Description of the task: Render the stretch of the records below from the line containing "In this exercise you will tag the forest background" through the end of the records as a numbered list, omitting any blank lines.

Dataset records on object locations
--- start ---
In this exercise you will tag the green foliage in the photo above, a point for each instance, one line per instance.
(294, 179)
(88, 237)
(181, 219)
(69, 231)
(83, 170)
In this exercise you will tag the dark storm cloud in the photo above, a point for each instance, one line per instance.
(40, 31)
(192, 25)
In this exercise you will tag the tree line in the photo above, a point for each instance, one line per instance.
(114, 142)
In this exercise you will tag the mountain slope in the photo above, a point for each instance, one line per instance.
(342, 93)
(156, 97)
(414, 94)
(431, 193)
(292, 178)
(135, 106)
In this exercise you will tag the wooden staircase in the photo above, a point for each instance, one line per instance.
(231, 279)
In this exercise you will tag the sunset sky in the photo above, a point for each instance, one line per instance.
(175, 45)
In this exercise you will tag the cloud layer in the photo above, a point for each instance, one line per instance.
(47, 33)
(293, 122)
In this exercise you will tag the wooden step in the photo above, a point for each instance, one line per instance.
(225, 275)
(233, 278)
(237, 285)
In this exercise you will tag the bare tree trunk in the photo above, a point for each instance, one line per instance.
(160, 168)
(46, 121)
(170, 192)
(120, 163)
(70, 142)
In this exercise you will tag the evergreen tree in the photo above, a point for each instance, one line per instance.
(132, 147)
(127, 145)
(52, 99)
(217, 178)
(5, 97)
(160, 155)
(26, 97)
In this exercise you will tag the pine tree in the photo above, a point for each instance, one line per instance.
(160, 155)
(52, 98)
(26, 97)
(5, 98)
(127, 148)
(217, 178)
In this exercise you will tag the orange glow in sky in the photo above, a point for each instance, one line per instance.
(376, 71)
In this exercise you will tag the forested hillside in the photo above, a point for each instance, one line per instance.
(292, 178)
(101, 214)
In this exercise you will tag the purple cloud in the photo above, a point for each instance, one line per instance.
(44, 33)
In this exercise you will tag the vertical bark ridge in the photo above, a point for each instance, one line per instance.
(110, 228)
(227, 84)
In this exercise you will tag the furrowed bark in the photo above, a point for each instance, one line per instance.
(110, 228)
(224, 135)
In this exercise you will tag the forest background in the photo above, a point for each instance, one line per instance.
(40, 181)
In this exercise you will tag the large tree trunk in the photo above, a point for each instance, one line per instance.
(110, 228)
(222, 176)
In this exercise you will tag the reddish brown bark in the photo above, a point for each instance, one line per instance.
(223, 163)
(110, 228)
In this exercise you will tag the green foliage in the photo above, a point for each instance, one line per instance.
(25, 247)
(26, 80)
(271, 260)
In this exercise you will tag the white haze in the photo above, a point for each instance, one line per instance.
--- end ---
The reply:
1. In this exercise you will tag the forest background in the photo above, a point for each instance, one line per instance.
2. (40, 181)
3. In this exercise you will tag the large tree trunk in the photo above, a point for each instance, one line per instance.
4. (110, 228)
5. (222, 176)
6. In this exercise you will tag the reddish brown bark in the photo above, a point for each instance, one line per instance.
7. (223, 163)
8. (110, 228)
9. In this exercise you will tag the green foliage in the photo above, a point for each instance, one line per instance.
10. (25, 247)
11. (26, 80)
12. (271, 260)
13. In this exercise you will tag the white haze in the photo above, a point for each instance, one line per instance.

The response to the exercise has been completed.